## Task statement:
Tally the lines of the records that contain the string "bank" and give only that number.

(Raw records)

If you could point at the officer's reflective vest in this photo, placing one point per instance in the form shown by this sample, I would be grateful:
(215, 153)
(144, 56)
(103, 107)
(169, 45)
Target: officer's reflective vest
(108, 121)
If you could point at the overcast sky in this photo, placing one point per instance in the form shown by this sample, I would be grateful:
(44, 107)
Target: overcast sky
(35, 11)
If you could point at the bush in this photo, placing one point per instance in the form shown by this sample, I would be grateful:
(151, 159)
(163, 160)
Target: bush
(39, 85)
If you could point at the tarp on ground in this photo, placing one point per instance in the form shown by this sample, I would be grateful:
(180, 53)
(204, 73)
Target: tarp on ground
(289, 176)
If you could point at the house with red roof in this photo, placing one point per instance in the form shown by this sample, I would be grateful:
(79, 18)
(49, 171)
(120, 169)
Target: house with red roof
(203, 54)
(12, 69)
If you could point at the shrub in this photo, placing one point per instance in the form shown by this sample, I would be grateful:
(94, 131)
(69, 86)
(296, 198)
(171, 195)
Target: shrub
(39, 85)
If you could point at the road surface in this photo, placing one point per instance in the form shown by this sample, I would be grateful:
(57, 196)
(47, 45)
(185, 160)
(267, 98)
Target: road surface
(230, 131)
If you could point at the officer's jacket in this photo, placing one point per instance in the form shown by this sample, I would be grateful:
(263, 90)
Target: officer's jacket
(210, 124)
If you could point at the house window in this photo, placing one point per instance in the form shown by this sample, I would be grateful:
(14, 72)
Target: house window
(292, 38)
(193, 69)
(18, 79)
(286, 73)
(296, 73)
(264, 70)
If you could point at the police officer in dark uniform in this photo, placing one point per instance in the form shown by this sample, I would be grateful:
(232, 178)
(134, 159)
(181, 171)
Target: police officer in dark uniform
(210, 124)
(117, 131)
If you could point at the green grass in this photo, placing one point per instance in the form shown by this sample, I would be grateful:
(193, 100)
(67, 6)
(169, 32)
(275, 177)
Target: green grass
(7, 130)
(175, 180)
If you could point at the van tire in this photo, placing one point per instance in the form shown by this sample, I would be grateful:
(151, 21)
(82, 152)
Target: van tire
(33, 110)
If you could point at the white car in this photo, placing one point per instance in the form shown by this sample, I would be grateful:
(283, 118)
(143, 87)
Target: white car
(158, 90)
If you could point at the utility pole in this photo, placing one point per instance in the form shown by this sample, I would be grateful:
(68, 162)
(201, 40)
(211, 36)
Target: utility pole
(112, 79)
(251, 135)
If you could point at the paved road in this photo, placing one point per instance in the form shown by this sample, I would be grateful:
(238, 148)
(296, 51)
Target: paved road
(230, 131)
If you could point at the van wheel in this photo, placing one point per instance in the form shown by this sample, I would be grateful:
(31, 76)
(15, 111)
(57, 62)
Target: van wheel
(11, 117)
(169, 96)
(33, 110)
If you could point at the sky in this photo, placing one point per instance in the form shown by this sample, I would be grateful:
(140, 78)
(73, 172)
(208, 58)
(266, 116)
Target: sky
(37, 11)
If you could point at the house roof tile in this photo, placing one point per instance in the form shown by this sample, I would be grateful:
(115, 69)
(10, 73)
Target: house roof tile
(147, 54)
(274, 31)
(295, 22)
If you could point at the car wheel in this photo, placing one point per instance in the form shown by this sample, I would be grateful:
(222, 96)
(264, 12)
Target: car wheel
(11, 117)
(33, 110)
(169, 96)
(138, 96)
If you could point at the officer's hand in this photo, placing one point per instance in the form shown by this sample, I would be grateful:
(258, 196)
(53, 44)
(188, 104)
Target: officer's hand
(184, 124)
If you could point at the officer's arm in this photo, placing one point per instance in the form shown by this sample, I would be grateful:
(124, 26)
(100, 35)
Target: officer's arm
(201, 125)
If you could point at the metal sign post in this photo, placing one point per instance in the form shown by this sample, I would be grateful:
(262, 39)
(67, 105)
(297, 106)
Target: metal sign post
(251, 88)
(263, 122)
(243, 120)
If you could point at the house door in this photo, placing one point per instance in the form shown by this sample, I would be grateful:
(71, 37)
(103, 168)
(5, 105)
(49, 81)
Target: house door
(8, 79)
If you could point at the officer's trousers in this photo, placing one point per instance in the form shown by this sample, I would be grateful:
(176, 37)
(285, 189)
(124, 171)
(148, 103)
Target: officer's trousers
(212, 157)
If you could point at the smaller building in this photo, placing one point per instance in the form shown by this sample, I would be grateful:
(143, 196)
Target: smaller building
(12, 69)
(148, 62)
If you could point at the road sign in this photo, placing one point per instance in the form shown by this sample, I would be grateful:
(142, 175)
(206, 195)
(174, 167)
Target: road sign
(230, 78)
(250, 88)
* * *
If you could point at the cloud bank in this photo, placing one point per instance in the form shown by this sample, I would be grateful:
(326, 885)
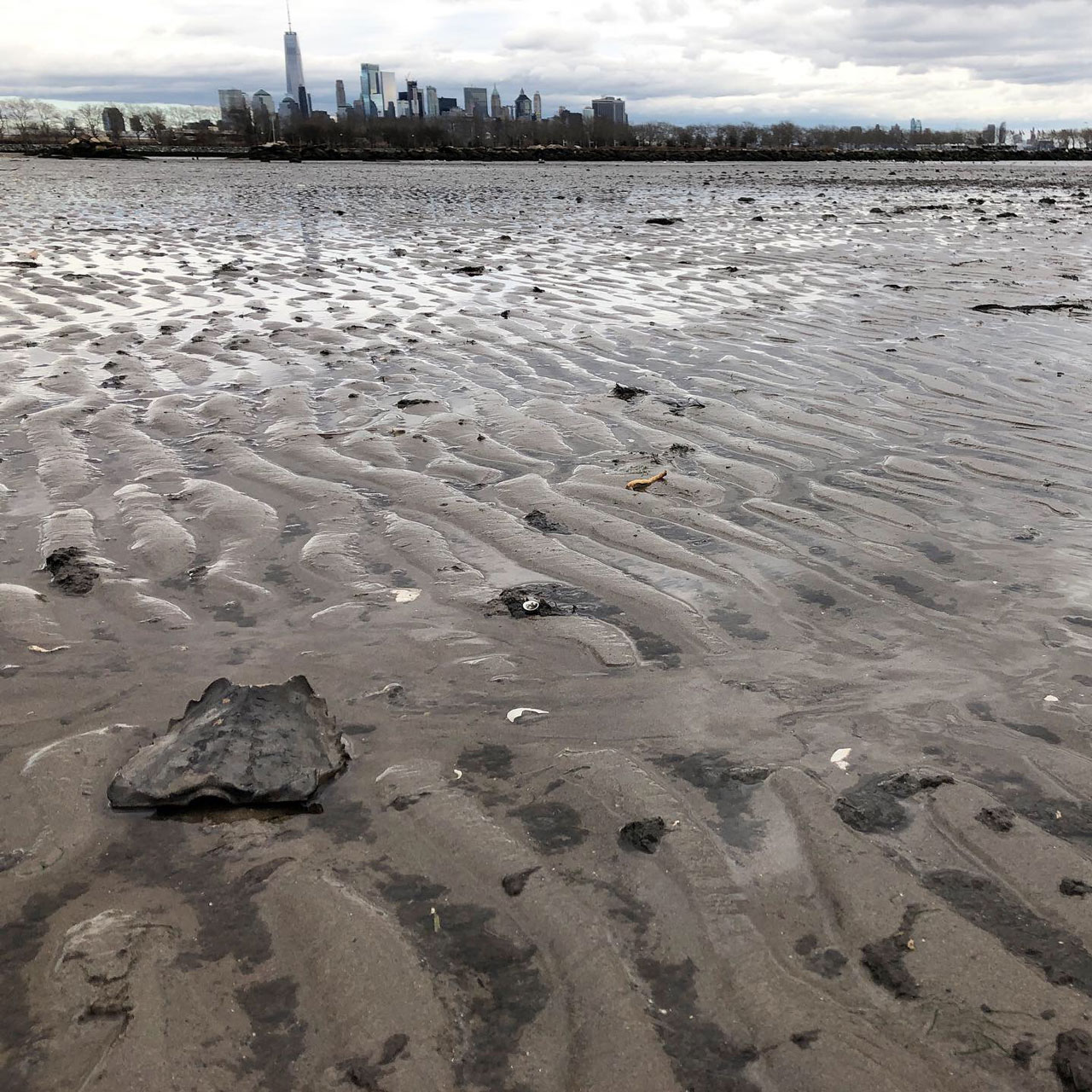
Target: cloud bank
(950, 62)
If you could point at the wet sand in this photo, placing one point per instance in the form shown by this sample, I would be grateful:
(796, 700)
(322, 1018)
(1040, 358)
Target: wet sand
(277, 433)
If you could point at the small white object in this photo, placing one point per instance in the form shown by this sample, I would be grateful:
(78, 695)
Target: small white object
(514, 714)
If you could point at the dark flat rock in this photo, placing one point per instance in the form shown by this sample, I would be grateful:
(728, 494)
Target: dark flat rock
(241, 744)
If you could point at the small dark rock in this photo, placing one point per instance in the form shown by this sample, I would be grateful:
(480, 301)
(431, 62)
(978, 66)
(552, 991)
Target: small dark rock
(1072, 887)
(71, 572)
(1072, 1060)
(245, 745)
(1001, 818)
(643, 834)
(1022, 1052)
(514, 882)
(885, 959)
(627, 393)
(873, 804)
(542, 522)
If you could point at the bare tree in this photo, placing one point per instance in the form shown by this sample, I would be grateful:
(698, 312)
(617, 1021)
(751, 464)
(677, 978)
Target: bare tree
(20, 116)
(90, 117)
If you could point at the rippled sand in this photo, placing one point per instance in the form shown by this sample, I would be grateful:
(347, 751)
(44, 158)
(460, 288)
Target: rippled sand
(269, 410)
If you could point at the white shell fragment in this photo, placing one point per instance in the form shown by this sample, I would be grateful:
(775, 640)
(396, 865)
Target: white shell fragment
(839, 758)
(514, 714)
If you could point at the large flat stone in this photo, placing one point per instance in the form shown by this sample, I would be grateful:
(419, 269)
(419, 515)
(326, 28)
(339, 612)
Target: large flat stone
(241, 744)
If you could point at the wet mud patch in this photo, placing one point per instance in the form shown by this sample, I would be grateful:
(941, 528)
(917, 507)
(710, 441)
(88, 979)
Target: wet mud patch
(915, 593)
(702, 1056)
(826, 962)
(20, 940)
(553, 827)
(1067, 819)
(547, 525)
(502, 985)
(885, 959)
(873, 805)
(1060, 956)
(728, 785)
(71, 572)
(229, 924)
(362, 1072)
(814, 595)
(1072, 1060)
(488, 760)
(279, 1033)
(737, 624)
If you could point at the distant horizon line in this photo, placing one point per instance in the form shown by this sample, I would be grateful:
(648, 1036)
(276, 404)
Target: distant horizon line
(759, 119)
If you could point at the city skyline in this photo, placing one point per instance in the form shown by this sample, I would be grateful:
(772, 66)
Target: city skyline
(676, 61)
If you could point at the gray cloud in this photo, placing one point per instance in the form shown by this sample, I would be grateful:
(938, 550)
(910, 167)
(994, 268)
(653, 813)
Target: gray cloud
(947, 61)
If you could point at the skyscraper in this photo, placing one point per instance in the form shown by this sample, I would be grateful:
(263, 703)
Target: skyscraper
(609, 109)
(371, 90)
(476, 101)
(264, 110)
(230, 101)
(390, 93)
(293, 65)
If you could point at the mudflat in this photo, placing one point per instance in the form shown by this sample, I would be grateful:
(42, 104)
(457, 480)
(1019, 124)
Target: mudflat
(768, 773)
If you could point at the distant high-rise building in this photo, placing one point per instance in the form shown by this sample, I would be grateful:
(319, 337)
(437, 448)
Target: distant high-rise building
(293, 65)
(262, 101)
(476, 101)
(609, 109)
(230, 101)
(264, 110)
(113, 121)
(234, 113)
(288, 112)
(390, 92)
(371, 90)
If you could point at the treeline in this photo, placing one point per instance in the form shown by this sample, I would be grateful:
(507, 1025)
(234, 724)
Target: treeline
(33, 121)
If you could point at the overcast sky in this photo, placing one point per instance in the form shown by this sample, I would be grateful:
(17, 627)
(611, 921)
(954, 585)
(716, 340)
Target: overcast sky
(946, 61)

## Reply to the task:
2